------ DOCUMENT SECTION ------
Lecture 14: Virtual memory
5/18/2010
By Karlson Yuen
Ext4: Linux File System
Where ext4 departs from traditional linux file allocation?
Ordinary UNIX/BSD/ext1-3/
1) allocates blocks one at a time
2) allocates when write() requires it
ext4 breaks that tradition
We try to:
1) allocate blocks several at a time
extent: contiguous sections (128MiB) of blocks, each of size 4KiB
Advantages:
+batching
+contiguous data
2) introduce delayed allocation
look at all processes that requests read
or write. Extents are not created may be until later, when it is time to flush to disk from RAM
Advantages:
+layout
data more intelligently, more information is collected before layout
Disadvantages:
-more race conditions can occur, resulting
in higher chance to lose data
-more RAM is needed
-extents are too large that will cause
more external fragmentation
-searching for free space can take
more CPU time for big contiguous blocks
ext4 basically has the same bitmap as ext3
Example on race condition:
fd = open("f.new", O_WRONLY);
Then do a bunch of writes
write(fd,...);
rename("f.new", "f");
But there is a problem here. Disk data area of "f" might not be allocated yet due to delay allocation
Fix to the above problem: inserting fdatasync(fd);
between write(fd,...); and
rename("f.new", "f");
Note:
fdatasync(fd) forces all currently I/O operations associated with the file
indicated by file descriptor fd to the synchronised I/O completion state. (source:
The Open Group)
People developed a system to recognize this pattern and automatically call fdatasync(fd);
New sys calls:
fallocate(fd, 128*1024*1024);
Note: fallocate(int
fd, int mode, off_t offset, off_t len) allows the caller to directly manipulate
the allocated disk space for the file referred to by fd
for the byte range starting at offset and continuing
for len bytes. (source: Kernel.org)
Dumd question: Installing ext4 filesystem
in a flash drive? Good idea? Why not?
Assume that we always unmount the drive before pulling it out.
------ GIVEN MATERIAL ------
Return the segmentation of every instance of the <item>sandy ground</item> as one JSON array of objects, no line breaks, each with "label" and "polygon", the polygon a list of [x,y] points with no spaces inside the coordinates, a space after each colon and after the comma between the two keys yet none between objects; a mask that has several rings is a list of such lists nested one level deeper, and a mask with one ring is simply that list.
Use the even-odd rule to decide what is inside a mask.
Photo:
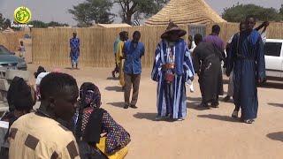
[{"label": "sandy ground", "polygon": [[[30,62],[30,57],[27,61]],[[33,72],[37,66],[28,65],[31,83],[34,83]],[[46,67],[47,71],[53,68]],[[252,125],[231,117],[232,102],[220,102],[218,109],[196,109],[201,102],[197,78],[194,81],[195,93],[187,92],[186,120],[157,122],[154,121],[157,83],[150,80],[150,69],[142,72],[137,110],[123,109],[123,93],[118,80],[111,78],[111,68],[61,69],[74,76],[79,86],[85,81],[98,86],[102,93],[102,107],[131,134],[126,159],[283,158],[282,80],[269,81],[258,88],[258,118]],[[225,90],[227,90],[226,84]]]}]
------
WRITTEN PROBLEM: In the ext4 lecture notes, which call is inserted between write(fd,...); and rename("f.new", "f"); to fix the race condition? Please answer in one sentence. The material has no role in this.

ANSWER TO THIS EXERCISE: The fix is to insert fdatasync(fd); between those two calls.